----- Texto fornecido -----

Duarte Laja, de 49 anos, Luís Silva, de 45, e Bruno Sousa, de 44, foram inicialmente acusados pelo Ministério Público de homicídio qualificado. Em maio de 2021, acabaram condenados pelo Tribunal Central Criminal de Lisboa por ofensa à integridade física grave qualificada, agravada pelo resultado de morte e com base no pressuposto de que, com a sua ação e embora não o quisessem matar, tinham provocado "perigo para a vida" de Ihor Homeniuk.
Sete meses mais tarde, o Tribunal da Relação de Lisboa confirmou este último crime, mas com base noutro entendimento legal: o de que os três inspetores provocaram na vítima não "perigo para a vida" mas sim uma "doença particularmente dolorosa ou permanente".
"Penso que é inédito", desabafou esta quarta-feira, nas suas alegações orais no Supremo Tribunal de Justiça, a advogada de Luís Silva, Maria Manuel Candal, numa posição corroborada pelos mandatários dos restantes arguidos.
Para Ricardo Serrano Vieira, defensor de Duarte Laja, o Tribunal da Relação de Lisboa tinha de ter dado oportunidade à defesa para se pronunciar sobre a alteração jurídica que fez. Em causa, explicou o advogado de Bruno Sousa, Ricardo Sá Fernandes, está o facto de tal implicar "uma nova versão sobre determinados factos".
Autópsia posta em causa
Os mandatários, que alegam que a morte decorreu da síndrome de abstinência alcoólica de que o arguido sofria e não da atuação dos seus clientes, foram ainda unânimes em exigir que seja feita uma perícia ao relatório da autópsia ao corpo de Ihor Homeniuk.
O cadáver foi cremado, mas os advogados insistem que o exame médico-legal foi realizado por um clínico sem qualificações para tal e que o documento que estabelece as causas da morte não cumpriu as regras vigentes.
"Quem decide este caso não é o perito, é o tribunal", sublinhou Ricardo Sá Fernandes.
Os três causídicos criticaram, ainda, o facto de o Tribunal da Relação de Lisboa ter, ao confirmar a pena de nove anos a Duarte Laja e Luís Silva e ao subir de sete para nove a de Bruno Sousa, ter valorizado, na sua versão dos factos, os testemunhos dos seguranças do espaço onde ocorreu a morte, que tinham sido consideradas pouco credíveis pela primeira instância.
Na resposta, o procurador José Góis frisou que o médico que assina a autópsia está "devidamente credenciado" para as fazer, que as lesões sofridas por Ihor Homeniuk só podiam significar um sofrimento atroz e descartou que o Tribunal da Relação de Lisboa tenha feito uma alteração não substancial dos factos.

-----

■ **Usando a informação**:
[a] Traduza para inglês esta frase do texto: «"Quem decide este caso não é o perito, é o tribunal", sublinhou Ricardo Sá Fernandes.»
[b] Indique todos os advogados de defesa nomeados no texto e, para cada um, o arguido que representa.
Os registos não são usados em nenhuma das tarefas.

----- Excertos de dados -----

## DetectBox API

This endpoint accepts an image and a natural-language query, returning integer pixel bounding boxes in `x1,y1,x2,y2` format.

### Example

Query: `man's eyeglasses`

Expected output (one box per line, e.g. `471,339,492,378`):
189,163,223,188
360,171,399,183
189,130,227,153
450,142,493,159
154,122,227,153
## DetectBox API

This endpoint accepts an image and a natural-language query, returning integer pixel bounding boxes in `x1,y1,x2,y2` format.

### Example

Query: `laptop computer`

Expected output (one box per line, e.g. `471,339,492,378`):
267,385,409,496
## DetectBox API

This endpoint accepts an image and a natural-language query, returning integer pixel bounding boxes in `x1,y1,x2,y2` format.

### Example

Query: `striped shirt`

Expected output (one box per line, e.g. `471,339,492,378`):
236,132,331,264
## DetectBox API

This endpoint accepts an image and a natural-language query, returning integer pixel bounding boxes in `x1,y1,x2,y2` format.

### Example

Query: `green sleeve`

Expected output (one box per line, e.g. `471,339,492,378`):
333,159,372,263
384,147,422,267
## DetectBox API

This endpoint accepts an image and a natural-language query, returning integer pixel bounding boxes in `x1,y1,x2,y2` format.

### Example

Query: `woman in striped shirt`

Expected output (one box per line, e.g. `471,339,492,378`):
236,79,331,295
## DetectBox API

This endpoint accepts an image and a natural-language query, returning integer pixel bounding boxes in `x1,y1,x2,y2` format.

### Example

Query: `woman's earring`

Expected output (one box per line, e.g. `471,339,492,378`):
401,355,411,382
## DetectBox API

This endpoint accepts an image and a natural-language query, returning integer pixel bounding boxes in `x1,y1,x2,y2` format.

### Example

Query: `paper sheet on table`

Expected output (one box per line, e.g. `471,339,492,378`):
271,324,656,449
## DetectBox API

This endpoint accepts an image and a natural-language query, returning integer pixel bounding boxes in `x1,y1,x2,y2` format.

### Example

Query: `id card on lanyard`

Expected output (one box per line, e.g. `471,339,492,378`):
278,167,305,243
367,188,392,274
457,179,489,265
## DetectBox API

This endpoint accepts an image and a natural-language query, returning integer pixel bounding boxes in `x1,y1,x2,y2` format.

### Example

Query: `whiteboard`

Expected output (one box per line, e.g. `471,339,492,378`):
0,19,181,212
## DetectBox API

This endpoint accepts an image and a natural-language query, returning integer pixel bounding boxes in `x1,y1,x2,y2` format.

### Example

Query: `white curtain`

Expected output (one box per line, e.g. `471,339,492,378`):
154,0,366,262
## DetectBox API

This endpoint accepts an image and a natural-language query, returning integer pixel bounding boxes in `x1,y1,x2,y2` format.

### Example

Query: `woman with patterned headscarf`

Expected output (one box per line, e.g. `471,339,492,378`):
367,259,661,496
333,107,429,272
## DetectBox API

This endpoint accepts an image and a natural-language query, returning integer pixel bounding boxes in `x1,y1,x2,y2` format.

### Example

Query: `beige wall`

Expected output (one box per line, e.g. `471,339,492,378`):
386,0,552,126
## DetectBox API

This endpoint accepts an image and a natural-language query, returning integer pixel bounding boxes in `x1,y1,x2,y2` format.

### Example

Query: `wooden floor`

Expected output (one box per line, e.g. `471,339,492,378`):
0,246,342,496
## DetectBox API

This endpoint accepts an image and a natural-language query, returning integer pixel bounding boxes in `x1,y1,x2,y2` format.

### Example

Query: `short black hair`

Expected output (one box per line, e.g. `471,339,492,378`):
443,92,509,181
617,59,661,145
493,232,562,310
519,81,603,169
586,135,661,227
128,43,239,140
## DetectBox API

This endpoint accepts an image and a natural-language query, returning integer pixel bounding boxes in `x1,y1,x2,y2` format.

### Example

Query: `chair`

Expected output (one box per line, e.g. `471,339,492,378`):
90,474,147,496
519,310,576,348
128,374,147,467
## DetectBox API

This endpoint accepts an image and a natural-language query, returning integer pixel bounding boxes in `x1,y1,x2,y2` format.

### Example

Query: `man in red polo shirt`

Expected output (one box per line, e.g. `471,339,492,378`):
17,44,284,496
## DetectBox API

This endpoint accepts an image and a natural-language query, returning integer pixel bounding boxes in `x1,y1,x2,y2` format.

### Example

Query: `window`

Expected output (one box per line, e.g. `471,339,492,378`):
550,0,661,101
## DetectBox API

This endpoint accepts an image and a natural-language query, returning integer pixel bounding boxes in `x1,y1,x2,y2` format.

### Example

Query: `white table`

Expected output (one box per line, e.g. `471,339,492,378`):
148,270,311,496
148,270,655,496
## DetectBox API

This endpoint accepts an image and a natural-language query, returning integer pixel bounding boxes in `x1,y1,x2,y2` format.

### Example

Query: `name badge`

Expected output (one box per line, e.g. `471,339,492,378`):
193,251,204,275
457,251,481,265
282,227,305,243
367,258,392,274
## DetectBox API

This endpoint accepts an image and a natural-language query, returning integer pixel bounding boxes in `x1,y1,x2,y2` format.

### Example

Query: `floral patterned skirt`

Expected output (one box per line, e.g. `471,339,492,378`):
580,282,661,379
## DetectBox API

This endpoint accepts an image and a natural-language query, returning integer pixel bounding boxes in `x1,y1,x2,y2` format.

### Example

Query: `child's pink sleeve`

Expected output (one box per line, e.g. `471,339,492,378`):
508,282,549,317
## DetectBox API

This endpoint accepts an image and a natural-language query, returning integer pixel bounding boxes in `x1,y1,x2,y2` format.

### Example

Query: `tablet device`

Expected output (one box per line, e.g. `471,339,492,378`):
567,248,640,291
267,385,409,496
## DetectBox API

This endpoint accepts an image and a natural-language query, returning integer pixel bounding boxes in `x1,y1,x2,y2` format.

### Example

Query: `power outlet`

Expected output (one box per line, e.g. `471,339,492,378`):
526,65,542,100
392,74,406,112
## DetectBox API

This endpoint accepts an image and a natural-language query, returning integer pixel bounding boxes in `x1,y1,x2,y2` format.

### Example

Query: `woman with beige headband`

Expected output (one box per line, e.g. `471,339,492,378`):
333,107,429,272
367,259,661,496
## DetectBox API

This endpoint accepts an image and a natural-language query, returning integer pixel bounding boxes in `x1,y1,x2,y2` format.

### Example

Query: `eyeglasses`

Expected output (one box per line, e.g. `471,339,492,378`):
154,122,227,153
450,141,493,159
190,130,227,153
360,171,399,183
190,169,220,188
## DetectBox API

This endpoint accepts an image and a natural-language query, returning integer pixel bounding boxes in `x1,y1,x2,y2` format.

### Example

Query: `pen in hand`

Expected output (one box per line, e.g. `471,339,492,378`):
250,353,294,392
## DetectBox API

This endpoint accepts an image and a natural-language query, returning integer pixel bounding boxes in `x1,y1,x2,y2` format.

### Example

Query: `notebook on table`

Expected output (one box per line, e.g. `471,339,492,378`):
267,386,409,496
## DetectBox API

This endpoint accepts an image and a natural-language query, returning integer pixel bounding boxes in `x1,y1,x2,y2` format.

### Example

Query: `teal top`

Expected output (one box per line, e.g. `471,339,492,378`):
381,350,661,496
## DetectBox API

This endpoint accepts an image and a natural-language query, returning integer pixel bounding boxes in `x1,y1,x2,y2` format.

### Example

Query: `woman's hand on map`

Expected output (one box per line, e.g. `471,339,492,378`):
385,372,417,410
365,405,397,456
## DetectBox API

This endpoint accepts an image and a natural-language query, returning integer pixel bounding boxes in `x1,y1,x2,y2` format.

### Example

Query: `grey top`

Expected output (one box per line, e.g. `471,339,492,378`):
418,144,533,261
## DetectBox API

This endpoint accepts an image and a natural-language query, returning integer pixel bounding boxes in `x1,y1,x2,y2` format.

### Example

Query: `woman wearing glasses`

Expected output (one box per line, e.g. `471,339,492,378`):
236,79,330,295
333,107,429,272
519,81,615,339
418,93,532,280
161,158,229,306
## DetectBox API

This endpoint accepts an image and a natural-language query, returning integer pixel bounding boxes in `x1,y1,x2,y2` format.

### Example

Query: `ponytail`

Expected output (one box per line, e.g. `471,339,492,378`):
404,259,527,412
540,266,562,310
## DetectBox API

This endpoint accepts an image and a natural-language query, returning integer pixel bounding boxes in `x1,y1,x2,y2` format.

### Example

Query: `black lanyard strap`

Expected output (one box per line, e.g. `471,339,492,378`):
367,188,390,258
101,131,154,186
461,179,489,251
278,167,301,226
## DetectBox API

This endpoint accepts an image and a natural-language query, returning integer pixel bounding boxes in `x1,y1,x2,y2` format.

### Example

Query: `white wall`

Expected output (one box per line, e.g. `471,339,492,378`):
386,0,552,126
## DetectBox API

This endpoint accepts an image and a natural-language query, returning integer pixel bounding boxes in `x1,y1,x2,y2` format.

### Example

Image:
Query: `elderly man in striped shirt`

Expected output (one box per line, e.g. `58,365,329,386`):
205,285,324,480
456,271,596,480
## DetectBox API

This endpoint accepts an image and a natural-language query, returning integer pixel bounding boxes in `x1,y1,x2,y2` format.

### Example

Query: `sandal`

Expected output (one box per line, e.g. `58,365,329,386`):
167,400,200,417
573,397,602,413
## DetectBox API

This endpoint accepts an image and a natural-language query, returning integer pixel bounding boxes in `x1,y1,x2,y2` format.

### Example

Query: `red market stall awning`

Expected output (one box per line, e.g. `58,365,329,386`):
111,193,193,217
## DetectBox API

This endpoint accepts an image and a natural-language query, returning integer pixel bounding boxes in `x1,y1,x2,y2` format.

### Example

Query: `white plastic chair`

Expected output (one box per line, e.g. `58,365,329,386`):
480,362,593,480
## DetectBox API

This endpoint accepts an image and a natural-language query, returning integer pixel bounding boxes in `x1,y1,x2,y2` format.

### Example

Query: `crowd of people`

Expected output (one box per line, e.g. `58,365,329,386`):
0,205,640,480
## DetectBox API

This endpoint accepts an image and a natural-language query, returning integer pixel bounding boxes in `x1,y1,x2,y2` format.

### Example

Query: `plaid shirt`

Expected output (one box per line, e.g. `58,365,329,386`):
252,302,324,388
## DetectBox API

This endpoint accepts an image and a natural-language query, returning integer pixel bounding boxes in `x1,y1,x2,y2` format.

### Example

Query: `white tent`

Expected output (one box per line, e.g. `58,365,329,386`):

-----

■ **Soluções por tarefa**:
[a] "The one who decides this case is not the expert, it is the court," stressed Ricardo Sá Fernandes.

[b]
- Maria Manuel Candal: Luís Silva
- Ricardo Serrano Vieira: Duarte Laja
- Ricardo Sá Fernandes: Bruno Sousa